▶ Work to be completed: Gather the lines from the material that contain "foliage".

▶ Excerpted records:
»»

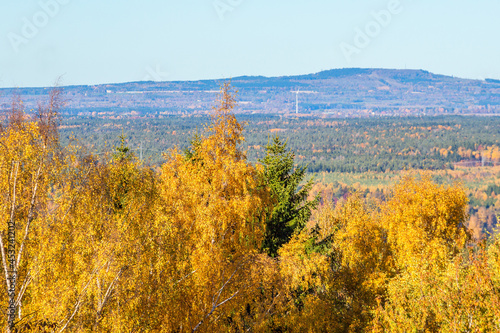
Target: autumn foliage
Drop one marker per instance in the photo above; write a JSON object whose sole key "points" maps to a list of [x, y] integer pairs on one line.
{"points": [[210, 242]]}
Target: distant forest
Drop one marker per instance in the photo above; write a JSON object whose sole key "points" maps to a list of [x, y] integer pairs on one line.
{"points": [[322, 144]]}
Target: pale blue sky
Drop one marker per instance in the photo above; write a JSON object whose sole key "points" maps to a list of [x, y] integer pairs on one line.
{"points": [[107, 41]]}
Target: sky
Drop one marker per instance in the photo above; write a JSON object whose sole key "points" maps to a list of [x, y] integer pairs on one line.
{"points": [[111, 41]]}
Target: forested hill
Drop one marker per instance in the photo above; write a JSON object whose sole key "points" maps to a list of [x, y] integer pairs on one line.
{"points": [[337, 92]]}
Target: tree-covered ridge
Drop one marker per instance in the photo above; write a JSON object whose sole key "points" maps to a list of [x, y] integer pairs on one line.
{"points": [[212, 242]]}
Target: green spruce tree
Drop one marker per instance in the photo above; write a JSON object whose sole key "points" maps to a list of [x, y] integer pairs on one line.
{"points": [[291, 209]]}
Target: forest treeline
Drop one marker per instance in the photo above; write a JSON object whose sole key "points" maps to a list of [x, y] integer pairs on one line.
{"points": [[355, 145], [211, 242]]}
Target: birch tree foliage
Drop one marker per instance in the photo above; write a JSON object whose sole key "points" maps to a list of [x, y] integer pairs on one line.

««

▶ Problem solution:
Target: autumn foliage
Target: birch tree foliage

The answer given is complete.